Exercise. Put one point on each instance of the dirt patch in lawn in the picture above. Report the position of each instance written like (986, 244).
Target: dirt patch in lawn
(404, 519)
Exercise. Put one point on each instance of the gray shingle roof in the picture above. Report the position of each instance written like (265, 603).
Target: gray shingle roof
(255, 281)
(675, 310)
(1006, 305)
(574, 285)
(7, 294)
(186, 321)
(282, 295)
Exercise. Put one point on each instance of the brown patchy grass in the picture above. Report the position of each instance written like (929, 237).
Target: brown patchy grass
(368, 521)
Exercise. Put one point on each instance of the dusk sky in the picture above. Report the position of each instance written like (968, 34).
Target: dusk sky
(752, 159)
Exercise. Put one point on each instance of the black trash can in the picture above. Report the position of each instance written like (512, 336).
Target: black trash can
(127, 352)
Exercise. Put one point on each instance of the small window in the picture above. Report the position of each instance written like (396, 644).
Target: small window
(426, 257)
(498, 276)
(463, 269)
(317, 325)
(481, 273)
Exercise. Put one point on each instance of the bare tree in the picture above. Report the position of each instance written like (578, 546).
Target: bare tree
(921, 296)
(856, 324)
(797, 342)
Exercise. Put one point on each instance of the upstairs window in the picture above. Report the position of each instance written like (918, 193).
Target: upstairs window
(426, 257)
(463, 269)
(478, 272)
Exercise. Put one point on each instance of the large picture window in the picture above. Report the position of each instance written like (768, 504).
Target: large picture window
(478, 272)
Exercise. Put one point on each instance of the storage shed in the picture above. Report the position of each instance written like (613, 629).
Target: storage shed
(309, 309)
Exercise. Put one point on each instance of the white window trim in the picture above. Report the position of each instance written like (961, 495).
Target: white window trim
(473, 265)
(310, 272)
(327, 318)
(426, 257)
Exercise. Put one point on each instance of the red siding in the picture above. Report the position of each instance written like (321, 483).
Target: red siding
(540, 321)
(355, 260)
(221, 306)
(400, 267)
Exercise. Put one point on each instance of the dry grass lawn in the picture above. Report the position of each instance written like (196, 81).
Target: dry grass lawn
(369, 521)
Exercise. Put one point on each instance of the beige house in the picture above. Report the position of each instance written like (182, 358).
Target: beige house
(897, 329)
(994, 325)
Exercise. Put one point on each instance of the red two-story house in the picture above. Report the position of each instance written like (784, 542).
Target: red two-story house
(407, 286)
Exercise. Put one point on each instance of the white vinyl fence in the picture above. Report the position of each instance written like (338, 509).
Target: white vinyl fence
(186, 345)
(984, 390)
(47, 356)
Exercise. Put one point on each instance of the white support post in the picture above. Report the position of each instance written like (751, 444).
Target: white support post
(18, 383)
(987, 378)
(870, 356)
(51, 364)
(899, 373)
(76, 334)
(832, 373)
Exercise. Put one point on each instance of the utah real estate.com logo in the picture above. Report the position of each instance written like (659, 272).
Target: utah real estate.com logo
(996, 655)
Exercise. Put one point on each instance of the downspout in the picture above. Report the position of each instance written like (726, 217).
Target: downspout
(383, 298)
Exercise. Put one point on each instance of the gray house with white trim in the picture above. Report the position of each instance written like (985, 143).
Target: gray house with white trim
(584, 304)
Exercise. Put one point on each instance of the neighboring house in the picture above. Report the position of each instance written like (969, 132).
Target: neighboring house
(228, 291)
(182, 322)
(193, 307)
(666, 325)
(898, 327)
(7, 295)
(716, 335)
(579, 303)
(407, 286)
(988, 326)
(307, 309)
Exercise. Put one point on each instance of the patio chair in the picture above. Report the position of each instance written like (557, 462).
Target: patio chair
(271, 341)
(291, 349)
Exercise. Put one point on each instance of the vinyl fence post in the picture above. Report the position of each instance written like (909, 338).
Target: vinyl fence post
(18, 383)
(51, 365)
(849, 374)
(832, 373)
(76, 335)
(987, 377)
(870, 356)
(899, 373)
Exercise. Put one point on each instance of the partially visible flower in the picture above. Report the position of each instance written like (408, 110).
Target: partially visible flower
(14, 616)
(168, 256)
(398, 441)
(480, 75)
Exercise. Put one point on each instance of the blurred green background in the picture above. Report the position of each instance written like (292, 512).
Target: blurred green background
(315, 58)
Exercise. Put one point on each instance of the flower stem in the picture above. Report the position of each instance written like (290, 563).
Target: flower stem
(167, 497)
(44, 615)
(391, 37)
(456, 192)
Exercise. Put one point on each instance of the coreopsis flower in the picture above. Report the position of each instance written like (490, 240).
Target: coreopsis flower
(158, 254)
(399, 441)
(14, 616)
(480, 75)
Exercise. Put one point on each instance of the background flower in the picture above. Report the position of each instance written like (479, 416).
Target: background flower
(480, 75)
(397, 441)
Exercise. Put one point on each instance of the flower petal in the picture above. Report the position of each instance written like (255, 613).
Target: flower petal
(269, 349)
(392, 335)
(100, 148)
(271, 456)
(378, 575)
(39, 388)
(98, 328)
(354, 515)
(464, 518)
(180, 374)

• [ABOUT THIS EXERCISE]:
Quote the entire listing above exactly.

• [SOLUTION]:
Exercise. Put one point on each instance of the dirt patch in lawn in the picture above. Report the position of each instance written like (986, 244).
Target: dirt patch in lawn
(404, 519)
Exercise. Put one point on each instance of the gray shingle roof in the picture above. Report the position of each instance written like (265, 603).
Target: gray shingle roof
(255, 281)
(675, 310)
(1006, 305)
(574, 285)
(7, 294)
(186, 321)
(282, 295)
Exercise. Put one point on each instance of the brown patchy grass in the picture above. Report the position of each instance written like (929, 237).
Target: brown patchy grass
(368, 521)
Exercise. Put one point on each instance of the dusk sky in the picture above. Report the position of each instance written like (968, 34).
Target: dusk sky
(752, 159)
Exercise. Put one point on each instance of the black trash can in the picture above. Report the position of each instance written like (512, 336).
Target: black trash can
(127, 352)
Exercise. Put one point on each instance of the small window in the picture above. Report the position of each instance written like (396, 644).
Target: small window
(426, 257)
(498, 276)
(463, 269)
(317, 325)
(481, 273)
Exercise. Put one point on each instance of the bare tree in the picture above. Report the position of each instance written like (578, 546).
Target: bare tree
(921, 296)
(856, 324)
(797, 342)
Exercise. Put one point on each instance of the upstairs window in the picture above. Report the position of each instance written like (918, 193).
Target: upstairs window
(426, 257)
(463, 269)
(478, 272)
Exercise. Put one point on each instance of the large picture window in the picture above. Report the position of each instance written like (768, 504).
Target: large picture window
(478, 272)
Exercise. Put one point on each instance of the storage shed in the picture above. Report the position of each instance written like (613, 629).
Target: storage shed
(309, 309)
Exercise. Put one point on each instance of the white window trim in the picture above. Report the position of each instance written like (961, 495).
Target: white window trim
(473, 265)
(310, 272)
(327, 318)
(426, 257)
Exercise. Put one point on each instance of the red siding in the picture above. Report the position of each instance written like (321, 483).
Target: red siding
(540, 321)
(355, 260)
(221, 306)
(400, 267)
Exercise. Put one point on each instance of the dry grass lawn in the picture above. Report the position of each instance written like (196, 81).
Target: dry grass lawn
(369, 521)
Exercise. Put one point on each instance of the beige house in the picture above. Report the position of each instance written like (182, 358).
Target: beige house
(897, 329)
(994, 325)
Exercise. Put one point on each instance of the red two-story house in the picture above. Report the position of each instance written like (784, 542).
Target: red two-story house
(407, 286)
Exercise. Put one point on each instance of the white vinyl fence in the picture above. Report the position of each instance written like (338, 509).
Target: white vinyl fence
(186, 345)
(984, 390)
(47, 356)
Exercise. Put one point on each instance of the white support post in the picture above. Report the position of each instance written like (751, 444).
Target: white support post
(18, 383)
(987, 378)
(870, 356)
(51, 364)
(899, 373)
(76, 334)
(832, 373)
Exercise. Put one point on each instance of the utah real estate.com logo in the picture above. Report the position of each instance written like (659, 272).
Target: utah real estate.com logo
(996, 655)
Exercise. Put one point on each instance of the downspout in the picture above. Report the position of each instance written like (726, 217).
Target: downspout
(383, 298)
Exercise. Put one point on each instance of the gray house with white trim in the picture above. Report the position of each instance written like (985, 143).
Target: gray house with white trim
(584, 304)
Exercise. Put one point on each instance of the neighboring house in the picture above. Report the position of each instance written like (969, 132).
Target: neighboring house
(228, 291)
(182, 322)
(193, 307)
(666, 325)
(898, 327)
(7, 295)
(716, 335)
(579, 303)
(407, 286)
(988, 326)
(307, 309)
Exercise. Put one point on each instance of the patio chair in the picture above. Report the position of each instance written like (557, 462).
Target: patio chair
(271, 341)
(291, 349)
Exercise. Put one point on each instance of the vinyl fence post in the picture above. Report the position of each instance written like (909, 338).
Target: vinyl fence post
(18, 383)
(51, 365)
(849, 374)
(832, 373)
(76, 335)
(987, 377)
(870, 356)
(899, 373)
Exercise. Put one point on each instance of the partially visible flower in the picture above. Report the position of each instance written like (408, 110).
Target: partially visible flower
(14, 616)
(168, 256)
(398, 441)
(480, 75)
Exercise. Put one point on each instance of the blurred green background in the picture above. Report the position of each instance written like (292, 512).
Target: blurred green background
(315, 58)
Exercise. Put one point on each instance of the flower stem in the picture above. Report the position of each instance written like (290, 563).
Target: flower stem
(167, 497)
(44, 615)
(391, 37)
(456, 192)
Exercise. Put one point on each instance of the coreopsis flower in the picture above. Report the position of each instance written like (490, 240).
Target: coreopsis flower
(158, 254)
(399, 441)
(14, 616)
(480, 75)
Exercise. Put one point on each instance of the background flower in the picture above. Report the position of each instance written like (479, 416).
Target: background flower
(480, 75)
(397, 441)
Exercise. Put one point on each instance of the flower petal in the picture above. Report the position of each instance written like (255, 613).
Target: flower petal
(269, 349)
(392, 335)
(100, 148)
(271, 456)
(378, 575)
(39, 388)
(98, 328)
(354, 515)
(464, 518)
(180, 374)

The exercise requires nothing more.